# THE RECORDS
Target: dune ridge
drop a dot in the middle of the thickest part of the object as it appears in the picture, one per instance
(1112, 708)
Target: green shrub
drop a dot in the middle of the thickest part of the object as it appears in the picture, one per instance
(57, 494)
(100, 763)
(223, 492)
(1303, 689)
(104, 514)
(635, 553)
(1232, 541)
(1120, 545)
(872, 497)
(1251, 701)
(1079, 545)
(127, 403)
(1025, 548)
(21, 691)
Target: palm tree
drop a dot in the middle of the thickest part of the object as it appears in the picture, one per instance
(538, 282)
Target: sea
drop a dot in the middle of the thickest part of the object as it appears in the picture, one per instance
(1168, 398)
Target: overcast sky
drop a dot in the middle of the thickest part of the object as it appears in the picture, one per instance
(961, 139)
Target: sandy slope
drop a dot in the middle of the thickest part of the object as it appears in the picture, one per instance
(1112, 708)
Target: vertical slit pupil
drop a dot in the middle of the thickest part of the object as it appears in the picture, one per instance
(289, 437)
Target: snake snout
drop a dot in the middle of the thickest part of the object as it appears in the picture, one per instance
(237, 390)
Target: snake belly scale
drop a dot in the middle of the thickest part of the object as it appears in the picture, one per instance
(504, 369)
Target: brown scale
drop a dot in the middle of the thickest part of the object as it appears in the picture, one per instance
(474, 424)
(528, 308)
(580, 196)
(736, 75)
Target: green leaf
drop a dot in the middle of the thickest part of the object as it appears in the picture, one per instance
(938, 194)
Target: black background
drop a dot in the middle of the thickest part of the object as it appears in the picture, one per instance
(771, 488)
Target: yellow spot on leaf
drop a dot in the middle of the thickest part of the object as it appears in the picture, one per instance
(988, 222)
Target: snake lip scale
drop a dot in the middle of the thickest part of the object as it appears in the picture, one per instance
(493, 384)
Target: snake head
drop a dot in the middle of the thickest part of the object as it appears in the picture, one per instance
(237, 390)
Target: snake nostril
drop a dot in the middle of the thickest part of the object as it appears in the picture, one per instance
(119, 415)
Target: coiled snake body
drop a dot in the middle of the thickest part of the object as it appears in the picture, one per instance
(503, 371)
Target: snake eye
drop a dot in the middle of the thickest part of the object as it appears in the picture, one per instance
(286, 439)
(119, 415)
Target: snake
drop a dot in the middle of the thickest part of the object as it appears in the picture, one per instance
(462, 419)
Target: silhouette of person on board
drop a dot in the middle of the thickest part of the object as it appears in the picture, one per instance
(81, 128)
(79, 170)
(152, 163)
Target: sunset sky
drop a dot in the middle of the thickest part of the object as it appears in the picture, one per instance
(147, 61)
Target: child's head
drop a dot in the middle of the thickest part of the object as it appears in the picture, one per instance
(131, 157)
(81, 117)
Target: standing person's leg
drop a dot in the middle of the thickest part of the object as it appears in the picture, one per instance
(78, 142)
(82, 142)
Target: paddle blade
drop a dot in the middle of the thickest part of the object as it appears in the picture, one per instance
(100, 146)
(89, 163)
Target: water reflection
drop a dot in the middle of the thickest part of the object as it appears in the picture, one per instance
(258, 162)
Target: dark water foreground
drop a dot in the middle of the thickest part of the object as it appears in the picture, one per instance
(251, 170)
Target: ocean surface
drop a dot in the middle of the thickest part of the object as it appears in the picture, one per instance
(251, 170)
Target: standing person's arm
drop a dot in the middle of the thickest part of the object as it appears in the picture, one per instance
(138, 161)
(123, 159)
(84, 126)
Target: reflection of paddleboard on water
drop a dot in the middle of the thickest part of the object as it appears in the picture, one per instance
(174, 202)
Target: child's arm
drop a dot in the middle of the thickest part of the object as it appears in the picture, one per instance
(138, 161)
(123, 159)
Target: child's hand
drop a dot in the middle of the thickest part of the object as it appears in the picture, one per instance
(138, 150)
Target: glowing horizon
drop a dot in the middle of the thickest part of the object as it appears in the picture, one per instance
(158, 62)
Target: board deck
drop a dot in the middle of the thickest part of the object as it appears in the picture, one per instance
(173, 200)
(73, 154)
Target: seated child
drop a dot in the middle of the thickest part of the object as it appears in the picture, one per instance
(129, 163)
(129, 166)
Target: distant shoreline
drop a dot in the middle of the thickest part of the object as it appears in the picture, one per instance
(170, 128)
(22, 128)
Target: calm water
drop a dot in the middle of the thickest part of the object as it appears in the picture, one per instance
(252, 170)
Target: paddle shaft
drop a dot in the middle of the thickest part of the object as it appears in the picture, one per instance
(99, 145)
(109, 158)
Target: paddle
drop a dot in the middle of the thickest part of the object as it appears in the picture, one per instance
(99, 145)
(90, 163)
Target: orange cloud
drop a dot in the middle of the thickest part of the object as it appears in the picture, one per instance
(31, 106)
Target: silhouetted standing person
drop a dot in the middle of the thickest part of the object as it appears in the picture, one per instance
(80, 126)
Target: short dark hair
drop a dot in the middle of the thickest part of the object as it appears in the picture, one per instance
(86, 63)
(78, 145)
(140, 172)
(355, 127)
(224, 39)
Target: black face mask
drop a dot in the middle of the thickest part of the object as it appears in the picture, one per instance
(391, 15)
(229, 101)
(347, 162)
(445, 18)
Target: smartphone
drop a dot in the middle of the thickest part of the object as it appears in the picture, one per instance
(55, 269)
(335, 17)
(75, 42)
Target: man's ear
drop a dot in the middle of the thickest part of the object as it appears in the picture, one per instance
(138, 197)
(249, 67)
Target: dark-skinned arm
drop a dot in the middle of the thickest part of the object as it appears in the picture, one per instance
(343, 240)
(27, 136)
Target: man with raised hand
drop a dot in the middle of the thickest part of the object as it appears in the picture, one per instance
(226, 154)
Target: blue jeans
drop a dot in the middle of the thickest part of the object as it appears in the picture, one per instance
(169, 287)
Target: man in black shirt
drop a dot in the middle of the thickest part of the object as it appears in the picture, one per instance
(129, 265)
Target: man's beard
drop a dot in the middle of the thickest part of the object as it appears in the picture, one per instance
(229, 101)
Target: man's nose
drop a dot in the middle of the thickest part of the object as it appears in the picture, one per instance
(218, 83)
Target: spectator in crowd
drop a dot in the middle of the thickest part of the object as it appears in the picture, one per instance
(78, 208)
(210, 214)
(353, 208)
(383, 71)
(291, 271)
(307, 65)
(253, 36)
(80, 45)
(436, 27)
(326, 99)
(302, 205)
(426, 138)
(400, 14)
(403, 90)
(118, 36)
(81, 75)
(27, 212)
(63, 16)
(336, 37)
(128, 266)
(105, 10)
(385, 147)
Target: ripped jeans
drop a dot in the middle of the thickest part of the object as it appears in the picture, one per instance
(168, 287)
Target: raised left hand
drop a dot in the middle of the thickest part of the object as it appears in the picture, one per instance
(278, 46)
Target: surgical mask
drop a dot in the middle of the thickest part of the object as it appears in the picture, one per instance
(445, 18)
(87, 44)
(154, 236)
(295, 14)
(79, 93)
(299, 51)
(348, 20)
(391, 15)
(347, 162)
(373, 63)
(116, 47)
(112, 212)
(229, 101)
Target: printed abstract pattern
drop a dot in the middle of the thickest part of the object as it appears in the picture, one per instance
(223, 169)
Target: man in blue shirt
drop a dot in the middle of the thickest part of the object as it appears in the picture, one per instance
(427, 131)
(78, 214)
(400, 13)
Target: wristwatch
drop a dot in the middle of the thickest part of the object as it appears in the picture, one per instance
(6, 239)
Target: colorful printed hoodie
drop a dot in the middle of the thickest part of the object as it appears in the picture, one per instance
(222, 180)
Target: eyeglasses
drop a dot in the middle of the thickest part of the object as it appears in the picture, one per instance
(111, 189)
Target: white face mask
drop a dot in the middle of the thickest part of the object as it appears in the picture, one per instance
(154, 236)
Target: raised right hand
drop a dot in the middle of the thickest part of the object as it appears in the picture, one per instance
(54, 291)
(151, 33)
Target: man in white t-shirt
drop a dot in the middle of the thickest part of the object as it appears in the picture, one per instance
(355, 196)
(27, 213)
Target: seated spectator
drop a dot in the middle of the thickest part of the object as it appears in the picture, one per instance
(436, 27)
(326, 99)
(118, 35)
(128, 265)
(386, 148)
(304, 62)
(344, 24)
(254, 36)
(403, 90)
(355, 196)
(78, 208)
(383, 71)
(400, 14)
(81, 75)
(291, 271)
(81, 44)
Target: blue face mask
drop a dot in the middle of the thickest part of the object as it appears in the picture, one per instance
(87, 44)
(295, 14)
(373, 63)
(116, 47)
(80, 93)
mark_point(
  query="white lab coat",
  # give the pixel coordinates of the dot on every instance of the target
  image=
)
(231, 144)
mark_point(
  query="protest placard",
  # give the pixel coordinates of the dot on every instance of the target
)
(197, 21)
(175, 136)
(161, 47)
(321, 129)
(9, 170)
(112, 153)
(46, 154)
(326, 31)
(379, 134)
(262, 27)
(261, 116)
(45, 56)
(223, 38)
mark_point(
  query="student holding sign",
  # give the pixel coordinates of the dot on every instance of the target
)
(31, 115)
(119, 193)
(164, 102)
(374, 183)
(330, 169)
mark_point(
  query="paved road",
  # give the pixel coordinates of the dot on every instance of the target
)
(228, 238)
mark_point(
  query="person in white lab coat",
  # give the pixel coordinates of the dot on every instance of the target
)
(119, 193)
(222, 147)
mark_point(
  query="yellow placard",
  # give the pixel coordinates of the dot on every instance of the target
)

# TO BE DONE
Count the lines of the records that contain the word "leaf", and give only the number.

# CORRECT RESULT
2